Count the lines in the entries below that contain the string "text", matching case exactly. Give only the number.

-- Start TASK DATA --

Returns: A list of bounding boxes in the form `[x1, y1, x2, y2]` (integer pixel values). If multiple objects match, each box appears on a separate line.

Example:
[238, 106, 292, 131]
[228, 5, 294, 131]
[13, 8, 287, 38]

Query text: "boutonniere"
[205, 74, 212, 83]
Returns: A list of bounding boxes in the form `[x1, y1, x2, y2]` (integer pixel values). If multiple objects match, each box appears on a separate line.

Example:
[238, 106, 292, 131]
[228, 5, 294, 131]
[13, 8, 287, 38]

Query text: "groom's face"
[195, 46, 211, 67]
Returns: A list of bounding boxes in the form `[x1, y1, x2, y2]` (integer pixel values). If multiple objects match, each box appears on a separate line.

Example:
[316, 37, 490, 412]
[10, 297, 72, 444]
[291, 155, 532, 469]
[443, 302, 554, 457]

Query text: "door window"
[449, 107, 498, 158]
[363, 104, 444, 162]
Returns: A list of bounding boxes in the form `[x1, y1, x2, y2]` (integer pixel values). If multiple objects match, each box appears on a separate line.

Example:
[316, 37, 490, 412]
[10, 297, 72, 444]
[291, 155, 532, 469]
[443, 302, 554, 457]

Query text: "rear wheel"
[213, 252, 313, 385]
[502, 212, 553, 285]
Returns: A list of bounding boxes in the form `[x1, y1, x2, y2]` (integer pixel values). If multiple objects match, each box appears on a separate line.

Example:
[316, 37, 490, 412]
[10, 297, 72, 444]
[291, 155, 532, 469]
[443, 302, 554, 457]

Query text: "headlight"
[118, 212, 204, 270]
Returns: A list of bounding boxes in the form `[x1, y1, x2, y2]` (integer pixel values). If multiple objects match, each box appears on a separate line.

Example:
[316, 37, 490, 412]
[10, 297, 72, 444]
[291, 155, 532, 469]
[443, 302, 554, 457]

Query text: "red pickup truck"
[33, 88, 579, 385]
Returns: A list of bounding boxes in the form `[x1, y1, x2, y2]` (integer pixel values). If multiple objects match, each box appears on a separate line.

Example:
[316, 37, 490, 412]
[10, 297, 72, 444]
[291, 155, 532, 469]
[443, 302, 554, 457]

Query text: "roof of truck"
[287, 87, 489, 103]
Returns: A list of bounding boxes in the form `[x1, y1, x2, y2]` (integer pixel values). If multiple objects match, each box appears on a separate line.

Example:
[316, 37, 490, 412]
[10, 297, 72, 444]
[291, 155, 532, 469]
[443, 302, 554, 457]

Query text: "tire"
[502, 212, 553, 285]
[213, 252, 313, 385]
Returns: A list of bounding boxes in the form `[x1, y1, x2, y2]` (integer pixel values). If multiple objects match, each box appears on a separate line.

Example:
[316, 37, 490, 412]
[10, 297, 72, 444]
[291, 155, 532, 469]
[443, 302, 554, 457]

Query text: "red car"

-- End TASK DATA --

RESULT FOR THIS EXERCISE: 9